**RECORDS FOR THE EXERCISE**
■ ■ ■
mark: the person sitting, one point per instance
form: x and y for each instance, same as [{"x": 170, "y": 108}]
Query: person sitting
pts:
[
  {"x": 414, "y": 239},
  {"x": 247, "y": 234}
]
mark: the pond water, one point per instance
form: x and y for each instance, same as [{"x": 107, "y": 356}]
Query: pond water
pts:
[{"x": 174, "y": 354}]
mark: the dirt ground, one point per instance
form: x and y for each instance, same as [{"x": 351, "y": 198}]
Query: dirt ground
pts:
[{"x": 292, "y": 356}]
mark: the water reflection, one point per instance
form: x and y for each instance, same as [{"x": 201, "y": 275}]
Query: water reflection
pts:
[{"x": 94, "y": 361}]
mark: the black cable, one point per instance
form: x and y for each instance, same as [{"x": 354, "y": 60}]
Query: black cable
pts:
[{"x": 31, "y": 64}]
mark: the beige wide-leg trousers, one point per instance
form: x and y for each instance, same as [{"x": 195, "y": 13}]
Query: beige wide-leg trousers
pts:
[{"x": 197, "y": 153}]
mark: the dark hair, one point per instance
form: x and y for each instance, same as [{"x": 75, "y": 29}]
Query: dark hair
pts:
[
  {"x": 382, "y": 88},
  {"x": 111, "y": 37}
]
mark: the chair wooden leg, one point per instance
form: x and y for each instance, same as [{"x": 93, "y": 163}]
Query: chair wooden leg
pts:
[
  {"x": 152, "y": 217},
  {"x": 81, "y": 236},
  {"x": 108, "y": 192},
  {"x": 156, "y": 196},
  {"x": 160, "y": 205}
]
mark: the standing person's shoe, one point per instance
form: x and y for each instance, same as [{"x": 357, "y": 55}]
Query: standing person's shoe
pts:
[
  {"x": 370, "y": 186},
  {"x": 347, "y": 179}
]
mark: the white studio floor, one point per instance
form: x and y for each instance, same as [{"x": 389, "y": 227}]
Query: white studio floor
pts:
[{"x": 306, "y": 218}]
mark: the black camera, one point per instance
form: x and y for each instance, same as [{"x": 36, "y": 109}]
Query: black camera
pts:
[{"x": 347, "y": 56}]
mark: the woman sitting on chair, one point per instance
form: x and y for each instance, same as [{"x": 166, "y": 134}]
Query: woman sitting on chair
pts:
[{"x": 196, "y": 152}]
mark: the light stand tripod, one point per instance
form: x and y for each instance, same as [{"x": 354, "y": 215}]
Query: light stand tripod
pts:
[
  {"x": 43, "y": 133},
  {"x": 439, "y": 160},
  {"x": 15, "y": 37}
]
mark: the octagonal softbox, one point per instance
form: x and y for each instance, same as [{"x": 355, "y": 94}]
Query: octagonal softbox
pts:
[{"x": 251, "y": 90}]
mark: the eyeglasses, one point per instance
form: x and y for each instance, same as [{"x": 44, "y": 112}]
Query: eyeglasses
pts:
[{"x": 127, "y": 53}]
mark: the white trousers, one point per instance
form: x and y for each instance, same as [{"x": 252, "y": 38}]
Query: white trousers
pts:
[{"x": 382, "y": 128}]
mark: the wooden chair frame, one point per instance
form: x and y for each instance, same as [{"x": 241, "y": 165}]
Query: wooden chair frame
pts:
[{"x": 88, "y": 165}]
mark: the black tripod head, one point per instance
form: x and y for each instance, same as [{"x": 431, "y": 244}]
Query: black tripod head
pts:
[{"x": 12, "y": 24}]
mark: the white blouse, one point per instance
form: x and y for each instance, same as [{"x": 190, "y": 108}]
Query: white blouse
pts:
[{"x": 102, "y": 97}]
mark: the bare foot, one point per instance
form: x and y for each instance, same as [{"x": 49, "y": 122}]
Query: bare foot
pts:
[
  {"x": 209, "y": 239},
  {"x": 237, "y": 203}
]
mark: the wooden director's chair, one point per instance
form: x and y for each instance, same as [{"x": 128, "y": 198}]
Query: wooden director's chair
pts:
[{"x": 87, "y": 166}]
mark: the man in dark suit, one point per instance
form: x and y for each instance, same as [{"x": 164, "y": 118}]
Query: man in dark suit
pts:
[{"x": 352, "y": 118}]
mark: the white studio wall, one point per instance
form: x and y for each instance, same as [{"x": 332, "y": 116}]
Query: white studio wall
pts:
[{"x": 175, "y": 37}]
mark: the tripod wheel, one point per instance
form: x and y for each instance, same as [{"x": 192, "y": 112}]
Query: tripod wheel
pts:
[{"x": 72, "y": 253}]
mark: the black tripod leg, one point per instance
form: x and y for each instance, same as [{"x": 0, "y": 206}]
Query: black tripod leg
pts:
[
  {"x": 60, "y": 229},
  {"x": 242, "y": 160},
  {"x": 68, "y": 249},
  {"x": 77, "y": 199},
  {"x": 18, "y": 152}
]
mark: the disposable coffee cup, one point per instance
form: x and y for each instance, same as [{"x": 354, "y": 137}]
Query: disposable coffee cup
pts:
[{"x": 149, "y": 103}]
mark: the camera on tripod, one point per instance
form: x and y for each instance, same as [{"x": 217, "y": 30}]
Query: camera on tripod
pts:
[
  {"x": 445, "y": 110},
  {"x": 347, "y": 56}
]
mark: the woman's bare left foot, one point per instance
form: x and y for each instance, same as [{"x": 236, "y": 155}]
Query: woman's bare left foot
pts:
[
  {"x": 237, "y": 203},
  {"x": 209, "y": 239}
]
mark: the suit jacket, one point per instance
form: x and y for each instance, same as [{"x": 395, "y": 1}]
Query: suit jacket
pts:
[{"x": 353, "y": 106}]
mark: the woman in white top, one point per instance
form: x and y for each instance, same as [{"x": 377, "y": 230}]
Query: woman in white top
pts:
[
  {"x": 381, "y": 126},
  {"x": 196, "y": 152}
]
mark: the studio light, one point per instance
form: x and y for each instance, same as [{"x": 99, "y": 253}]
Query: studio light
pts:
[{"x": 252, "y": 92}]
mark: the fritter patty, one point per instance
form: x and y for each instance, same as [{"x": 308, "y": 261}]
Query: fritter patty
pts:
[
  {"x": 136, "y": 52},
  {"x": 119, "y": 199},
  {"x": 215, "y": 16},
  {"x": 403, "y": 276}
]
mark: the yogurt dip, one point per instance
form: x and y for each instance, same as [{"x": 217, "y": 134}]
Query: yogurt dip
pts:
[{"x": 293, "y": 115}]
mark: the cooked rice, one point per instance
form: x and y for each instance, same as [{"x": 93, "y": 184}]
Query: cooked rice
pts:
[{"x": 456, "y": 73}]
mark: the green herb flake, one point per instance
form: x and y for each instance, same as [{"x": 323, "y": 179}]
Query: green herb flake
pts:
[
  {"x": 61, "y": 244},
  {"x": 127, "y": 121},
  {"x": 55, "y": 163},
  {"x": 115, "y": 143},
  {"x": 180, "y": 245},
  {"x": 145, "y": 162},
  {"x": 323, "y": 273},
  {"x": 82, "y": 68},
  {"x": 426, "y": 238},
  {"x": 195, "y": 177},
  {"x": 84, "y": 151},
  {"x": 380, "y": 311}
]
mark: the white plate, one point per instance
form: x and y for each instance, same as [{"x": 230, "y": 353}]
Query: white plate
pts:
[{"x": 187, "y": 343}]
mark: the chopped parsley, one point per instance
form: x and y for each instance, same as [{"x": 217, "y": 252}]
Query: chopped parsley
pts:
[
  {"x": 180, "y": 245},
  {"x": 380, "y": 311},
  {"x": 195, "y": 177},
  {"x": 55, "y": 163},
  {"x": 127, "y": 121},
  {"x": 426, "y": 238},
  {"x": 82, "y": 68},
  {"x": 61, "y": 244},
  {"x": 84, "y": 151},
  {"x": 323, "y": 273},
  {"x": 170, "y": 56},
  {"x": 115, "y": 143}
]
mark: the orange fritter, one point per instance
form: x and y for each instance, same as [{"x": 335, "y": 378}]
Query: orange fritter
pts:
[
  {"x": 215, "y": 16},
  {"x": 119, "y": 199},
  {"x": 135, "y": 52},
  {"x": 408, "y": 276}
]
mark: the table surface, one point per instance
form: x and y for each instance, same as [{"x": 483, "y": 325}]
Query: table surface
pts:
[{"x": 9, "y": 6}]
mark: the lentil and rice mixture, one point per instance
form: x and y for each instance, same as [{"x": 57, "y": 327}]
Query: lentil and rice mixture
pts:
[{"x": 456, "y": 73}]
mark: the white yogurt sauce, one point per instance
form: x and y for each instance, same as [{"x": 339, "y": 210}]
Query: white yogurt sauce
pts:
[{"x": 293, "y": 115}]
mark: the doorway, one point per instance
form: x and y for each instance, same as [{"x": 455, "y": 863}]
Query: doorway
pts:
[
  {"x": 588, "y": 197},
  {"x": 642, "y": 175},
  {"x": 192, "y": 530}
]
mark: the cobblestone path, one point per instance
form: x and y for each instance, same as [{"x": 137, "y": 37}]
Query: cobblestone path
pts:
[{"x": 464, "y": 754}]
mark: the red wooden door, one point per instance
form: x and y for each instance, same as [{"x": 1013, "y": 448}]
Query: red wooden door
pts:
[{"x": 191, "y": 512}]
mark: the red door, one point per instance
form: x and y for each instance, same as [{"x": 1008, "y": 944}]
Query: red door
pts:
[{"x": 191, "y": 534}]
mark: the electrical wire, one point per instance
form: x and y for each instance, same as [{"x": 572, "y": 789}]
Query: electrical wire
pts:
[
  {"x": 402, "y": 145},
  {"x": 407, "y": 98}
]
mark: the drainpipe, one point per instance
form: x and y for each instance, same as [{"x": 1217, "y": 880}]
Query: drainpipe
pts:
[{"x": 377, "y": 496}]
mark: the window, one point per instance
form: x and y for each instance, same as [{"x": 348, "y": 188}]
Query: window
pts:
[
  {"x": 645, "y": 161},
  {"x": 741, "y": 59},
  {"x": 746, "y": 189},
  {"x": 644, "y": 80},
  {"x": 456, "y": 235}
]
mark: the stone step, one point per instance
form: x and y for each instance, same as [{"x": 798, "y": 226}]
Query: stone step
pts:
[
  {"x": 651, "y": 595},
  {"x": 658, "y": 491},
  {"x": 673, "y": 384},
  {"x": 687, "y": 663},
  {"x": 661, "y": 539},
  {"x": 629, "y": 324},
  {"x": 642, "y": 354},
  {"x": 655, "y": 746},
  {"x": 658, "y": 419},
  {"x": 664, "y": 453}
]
■ ■ ■
**YOUR TASK**
Begin with the line that contains "mark: the electrical" and quote each line after it exactly, stopping after the last line of the data.

**RESPONSE TO THE TASK**
mark: the electrical wire, one point per instance
form: x and y for each instance, same as [{"x": 572, "y": 789}]
Query: electrical wire
pts:
[
  {"x": 402, "y": 145},
  {"x": 407, "y": 98}
]
mark: the drainpipe, one point per instance
form: x and y for each instance, same as [{"x": 1217, "y": 880}]
Query: drainpipe
pts:
[{"x": 377, "y": 496}]
mark: the window, one point per instance
form: x and y for each instance, same as [{"x": 348, "y": 188}]
Query: window
pts:
[
  {"x": 645, "y": 161},
  {"x": 741, "y": 59},
  {"x": 746, "y": 189},
  {"x": 644, "y": 80},
  {"x": 456, "y": 235}
]
mark: the stone step, one point per instance
form: x and y for each instance, same as [{"x": 798, "y": 226}]
Query: stone step
pts:
[
  {"x": 651, "y": 595},
  {"x": 658, "y": 491},
  {"x": 673, "y": 384},
  {"x": 687, "y": 663},
  {"x": 661, "y": 539},
  {"x": 629, "y": 324},
  {"x": 642, "y": 354},
  {"x": 655, "y": 746},
  {"x": 658, "y": 419},
  {"x": 664, "y": 453}
]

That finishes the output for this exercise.